WHAT TO WORK ON:
1. Translate this sentence from the podcast transcript into Spanish: "It's like the power of marketing and branding."
2. In the podcast transcript, who does the host bring on as a less biased guest to discuss the "America's Team" title?
3. Extend the podcast transcript about the "America's Team" label, picking up right after its final sentence.

TEXT:

I think that kind of made Buffalo special, is what you were hinting at — they kind of live and die with the team. It’s kind of like an underdog city. And I guess, did you guys see yourselves as underdogs? Did you see your guys see yourselves as sort of representing the city, sort of, we’re not going to take this crap. You kind of get what I’m getting at there.

Absolutely felt it 100%. You know, as as NFL players, we felt in Buffalo, we were not only not getting respect, we were disrespected in general by media, by the coverage. We see the teams in New York, and the Dallas Cowboys get, and, you know, just because of those logos and those markets. Like Cowboys fans, they are one of America’s teams, supposedly, you know. If you listen to Cowboys fans or Jerry Jones who’s out there reminding everyone, America’s team, America’s Team, America’s team, I mean, it’s just like brainwashing, right? It’s like the power of marketing and branding. But what? Since 2000, I think they’ve had only 11 seasons over 500. So how are you telling me you’re America’s team? It’s only because you’re telling me you’re America’s team. You were good, but right now you’re not good. So I think there’s probably another team right now that America would want to latch on to.

So funny. This is literally, I have the outline of questions. And literally the next question was about the Dallas Cowboys. I’m not even kidding. I’m not even kidding. And the title of “America’s Team,” very clearly a legacy thing. But it sounds like you do not believe that they merit being referred to as America’s team anymore.

They were incredible back in the day. They’ve earned that right at one point. And so it stuck for a while. But it was, you know, it deserved for a while. One of my favorite photos of my playing days, I was running down on a kickoff and I blasted a fook and we were playing the Cowboys. I mean, blasted. His helmet almost popped off. And I have a photo mid-blast, it’s like, it’s my favorite one because it’s like the underdog taking down America’s team. In my mind, this was a great moment for me.

Coy sent me a photo of that hit. He really did pop that guy. Score one for the little guy and against the big bad Cowboys, of all teams. Speaking of the Cowboys, it’s time to talk America’s team. Where the heck did that phrase even come from? And do teams like the Cowboys, the Yankees, even deserve to be called America’s team anymore? We’ll find out after the break.

Hey, y’all, welcome back. So I’ll admit the title America’s team makes my stomach turn. So I had to discuss it with a less biased guest — my friend Neil Payne, who you heard back at the beginning of the episode. When I say the phrase America’s team, who do you think of?

PROVIDED INFORMATION:
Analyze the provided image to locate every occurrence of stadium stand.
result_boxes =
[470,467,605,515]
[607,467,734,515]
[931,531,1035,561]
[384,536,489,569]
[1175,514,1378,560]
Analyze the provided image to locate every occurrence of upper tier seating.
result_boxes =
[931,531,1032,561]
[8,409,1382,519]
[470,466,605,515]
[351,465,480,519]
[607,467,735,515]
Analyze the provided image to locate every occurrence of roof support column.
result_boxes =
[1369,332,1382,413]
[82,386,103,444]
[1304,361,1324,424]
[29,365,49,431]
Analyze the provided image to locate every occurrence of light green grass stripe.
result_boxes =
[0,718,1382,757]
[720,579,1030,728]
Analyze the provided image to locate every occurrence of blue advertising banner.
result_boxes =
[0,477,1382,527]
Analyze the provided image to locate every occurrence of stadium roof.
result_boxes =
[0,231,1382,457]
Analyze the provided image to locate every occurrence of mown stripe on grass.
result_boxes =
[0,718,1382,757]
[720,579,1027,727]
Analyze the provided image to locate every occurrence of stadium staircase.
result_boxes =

TASK-BY-TASK ANSWERS:
1. Es como el poder del marketing y de la marca.

2. Neil Payne, a friend of the host.

3.
Well, I think of the Dallas Cowboys. I’d say that’s the team that has kind of most prominently taken that on. I think of the Atlanta Braves, which was a team that defined themselves as that. I don’t think it would take for anyone outside of maybe the generation that watched them on TBS. But that was the thing they tried to make. And I think it speaks to the value that a team sort of sees in anointing themselves as America’s team. And every single time any team has done that, it’s really been this sort of self-promotional, you know, moniker that they put on themselves, where they’re trying to make a statement about the fact that “we’re not just claiming the fans in our own locality, we’re actually claiming fans from all across the country, all across the world.”

Indeed, the phrase “America’s team,” was primarily born from the Dallas Cowboys’ own marketing material. Bob Ryan of NFL films dubbed the Cowboys as such when he produced their highlight film from 1979. The name stuck to such a degree that just a few years later, in 1984, President Ronald Reagan, of all people, brought it up during a rally at the Republican National Convention, in not surprisingly, Dallas.

President Ronald Reagan, 1984

00:24:21

The Dallas Cowboys have come to be known as America’s team. May I suggest, may I suggest that by the time this convention ends, the Republican Party will be on its way to being America’s party.

And in some ways, you can’t really argue with that with the Cowboys, in the sense that every time you look at one of those maps, you know, the maps that they try to measure through Facebook likes, or various other measures where they’re trying to go like county by county in the U.S., and map out what’s the most popular team in each county of the country, there really is in football, when you do that, there’s like this sort of bluish silver tint to areas between major cities that have teams, that is the Cowboys. And it’s sort of inexplicable. It’s areas that you would not expect. It’s it’s like the middle of Kansas. It’s, you know, it’s it’s places in the Southwest. You have that low level lying support of the Cowboys sort of simmering under the surface in various different places of the country.

Which is funny because it’s been a while since the Cowboys were consistently a dominant team.

You really have to go back a long time, back to when they were winning Super Bowls in the seventies and when that “America’s team” really sort of started to take hold. That idea that ever since then, it’s like if you repeat something enough and you believe it enough, it becomes true. It’s the George Costanza Theory.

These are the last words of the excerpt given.